==== EXERCISE MATERIAL

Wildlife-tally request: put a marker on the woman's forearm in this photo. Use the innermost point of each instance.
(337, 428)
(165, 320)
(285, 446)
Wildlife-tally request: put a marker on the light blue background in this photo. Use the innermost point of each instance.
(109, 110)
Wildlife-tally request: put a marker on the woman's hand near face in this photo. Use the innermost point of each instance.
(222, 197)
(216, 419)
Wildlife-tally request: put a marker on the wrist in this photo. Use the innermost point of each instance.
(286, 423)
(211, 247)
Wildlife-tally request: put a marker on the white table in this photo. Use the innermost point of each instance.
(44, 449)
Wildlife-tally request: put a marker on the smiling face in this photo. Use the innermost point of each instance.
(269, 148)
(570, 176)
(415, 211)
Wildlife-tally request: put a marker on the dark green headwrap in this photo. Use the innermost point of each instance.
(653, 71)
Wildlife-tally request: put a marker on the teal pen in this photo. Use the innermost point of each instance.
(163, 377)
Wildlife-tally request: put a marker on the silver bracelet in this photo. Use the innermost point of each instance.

========

- _YOUR ASSIGNMENT_
Would you retype the records above without changing a word?

- _SOLVED EXERCISE_
Wildlife-tally request: put a marker on the woman's forearm in this photo. Use the innermost point of each instance.
(337, 428)
(165, 320)
(285, 446)
Wildlife-tally request: put a marker on the light blue background in this photo. Use the innermost point of each instance.
(109, 110)
Wildlife-tally request: put a marker on the woman's hand near face in this photo. Use the innermost point of each instance.
(222, 197)
(216, 419)
Wildlife-tally request: put a marker on the wrist in this photo. Use the innermost point of each instance.
(286, 423)
(211, 247)
Wildlife-tally request: put a marker on the white table in this photo. Use the innermost point of each instance.
(44, 449)
Wildlife-tally request: put a marker on the smiling face in this photo. Use the innermost point of each instance.
(269, 148)
(570, 176)
(415, 211)
Wildlife-tally request: put a marker on the dark green headwrap in this photo. Use the innermost point of each instance.
(653, 71)
Wildlife-tally request: put a marker on the teal pen in this photo. Use the innermost point of each instance.
(163, 377)
Wildlife-tally request: put a marker on the silver bracelet in this photo. Use the innermost point of each instance.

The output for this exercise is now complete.